§ **Excerpted text**:
══════════

The civilisation of ancient Egypt produced ancient Egyptian art in the Nile Valley from about 3000 BC to 30 AD. Ancient Egyptian art reached a high level of sophistication in painting and sculpture but in a highly stylized and symbolic form. It was highly conservative, and styles changed remarkably little over more than three thousand years. Much of the surviving art comes from tombs and monuments. The tomb art was never meant to be seen by people and was produced for the afterlife.
Stela of Pepi, Chief of the Potters
This Ancient Egyptian Stele called “Stele of Pepi, Chief of the Potters. Made of limestone during the 18th century B.C. (~12. dynasty). It has six horizontal registers and a smaller vertical register of Egyptian hieroglyphs which are read right-to-left. The translation is as follows:
An offering the king gives to Osiris; Foremost of the Westerners; the Great God of Abydos…
Abydos, and Wepwawet; Lord of the Sacred Lands, that he may be given a voice offering of bread, beer, oxen, geese, linen, clothes
incense, and oils. The good things the priestess will offer
to the soul of the Overseer of the Potters, Nehy-Ptah-Sokar-en-Pepy, and lady of the house, Timat
and his son, Redidi, the justified. His daughter, Isuri, the justified. His daughter, Hetsa, the justified
His wife, lady of the house; Hepi, the justified
His beloved daughter, Iti, the justified.
An Egyptian stele is a stone generally taller than it is wide, erected as a Grave stele used for funerary or commemorative purposes. A large number of stelae with inscriptions have survived from ancient Egypt and constitute one of the significant sources of information on the Egyptian civilisation. The most famous example of an inscribed stela leading to increased understanding is the Rosetta Stone, which led to the discovery of how to read Egyptian hieroglyphs.
- Title: Stelae of Pepi, Chief of the Potters
- Material: Limestone,
- Date: 18th century B.C. (~12. dynasty)
Black basalt statue of Ptolemaic queen Cleopatra VII
This Black basalt statue depicts the Ptolemaic Queen Cleopatra VII and was made about 51 – 30 B.C. Cleopatra VII was the last active ruler of the Ptolemaic Kingdom of Egypt. As a member of the Ptolemaic dynasty, she was a descendant of its founder Ptolemy I Soter, a Macedonian Greek general and companion of Alexander the Great. After the death of Cleopatra, Egypt became a province of the Roman Empire, marking the end of the Hellenistic period that had lasted since the reign of Alexander (336–323 BC). Her native language was Koine Greek, and she was the first Ptolemaic ruler to learn the Egyptian language.

══════════

§ **Records supplied**:
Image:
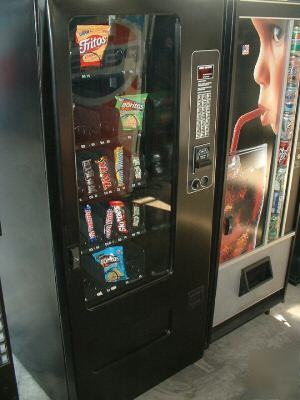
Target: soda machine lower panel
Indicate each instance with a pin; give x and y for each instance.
(228, 302)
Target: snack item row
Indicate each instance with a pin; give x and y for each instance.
(111, 260)
(113, 220)
(110, 171)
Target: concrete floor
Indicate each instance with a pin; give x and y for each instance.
(259, 361)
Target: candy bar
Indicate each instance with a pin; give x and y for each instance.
(103, 167)
(119, 210)
(90, 223)
(119, 165)
(89, 176)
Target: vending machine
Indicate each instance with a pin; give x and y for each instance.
(108, 148)
(8, 383)
(261, 178)
(294, 276)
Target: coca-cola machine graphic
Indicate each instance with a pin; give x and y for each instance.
(261, 177)
(121, 96)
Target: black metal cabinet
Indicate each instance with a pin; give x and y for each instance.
(8, 384)
(109, 317)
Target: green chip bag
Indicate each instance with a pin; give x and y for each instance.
(132, 109)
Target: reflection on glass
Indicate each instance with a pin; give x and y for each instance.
(124, 83)
(244, 199)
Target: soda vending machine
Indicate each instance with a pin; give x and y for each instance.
(261, 179)
(108, 148)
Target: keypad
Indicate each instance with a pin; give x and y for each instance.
(203, 115)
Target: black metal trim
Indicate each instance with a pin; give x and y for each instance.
(246, 315)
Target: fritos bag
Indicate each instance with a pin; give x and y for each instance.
(92, 41)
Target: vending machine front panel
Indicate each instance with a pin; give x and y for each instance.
(262, 141)
(122, 80)
(125, 108)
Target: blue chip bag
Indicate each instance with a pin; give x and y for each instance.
(112, 261)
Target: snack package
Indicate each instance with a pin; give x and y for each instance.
(89, 176)
(111, 260)
(136, 162)
(90, 223)
(92, 41)
(109, 221)
(131, 108)
(119, 210)
(119, 165)
(103, 167)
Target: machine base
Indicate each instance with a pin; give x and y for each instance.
(245, 316)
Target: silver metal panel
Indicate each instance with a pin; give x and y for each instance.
(26, 258)
(228, 303)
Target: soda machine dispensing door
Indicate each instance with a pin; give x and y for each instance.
(121, 97)
(257, 227)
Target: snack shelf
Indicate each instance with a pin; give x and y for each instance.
(112, 242)
(86, 249)
(94, 292)
(95, 144)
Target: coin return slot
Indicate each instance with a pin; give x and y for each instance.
(201, 157)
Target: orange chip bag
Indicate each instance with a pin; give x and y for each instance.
(92, 41)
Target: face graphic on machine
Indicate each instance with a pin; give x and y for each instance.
(269, 69)
(260, 62)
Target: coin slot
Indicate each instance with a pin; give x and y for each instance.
(204, 181)
(196, 184)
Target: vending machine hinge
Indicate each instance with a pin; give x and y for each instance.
(74, 257)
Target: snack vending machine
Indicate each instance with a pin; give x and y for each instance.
(119, 100)
(8, 383)
(262, 176)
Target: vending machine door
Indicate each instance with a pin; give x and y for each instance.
(122, 76)
(261, 182)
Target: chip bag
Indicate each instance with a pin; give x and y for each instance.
(92, 41)
(132, 108)
(112, 261)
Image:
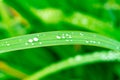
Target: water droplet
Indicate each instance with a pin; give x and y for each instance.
(58, 37)
(78, 58)
(40, 42)
(98, 42)
(81, 34)
(87, 41)
(71, 60)
(35, 39)
(85, 21)
(118, 48)
(26, 43)
(30, 40)
(32, 43)
(67, 40)
(8, 44)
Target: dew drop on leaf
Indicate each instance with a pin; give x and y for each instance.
(35, 39)
(30, 40)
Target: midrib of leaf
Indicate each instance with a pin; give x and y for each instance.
(57, 38)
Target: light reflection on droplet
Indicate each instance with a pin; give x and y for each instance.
(35, 39)
(30, 40)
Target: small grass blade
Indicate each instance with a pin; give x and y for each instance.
(74, 61)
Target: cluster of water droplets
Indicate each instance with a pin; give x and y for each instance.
(66, 37)
(32, 41)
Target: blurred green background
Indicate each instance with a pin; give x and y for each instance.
(20, 17)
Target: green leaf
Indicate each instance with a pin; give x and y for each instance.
(57, 38)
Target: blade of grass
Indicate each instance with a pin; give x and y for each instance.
(11, 71)
(74, 61)
(57, 38)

══════════

§ **Task to carry out**: In the text on ancient Egyptian art, what was the native language of Cleopatra VII?

§ **Solved problem**: Koine Greek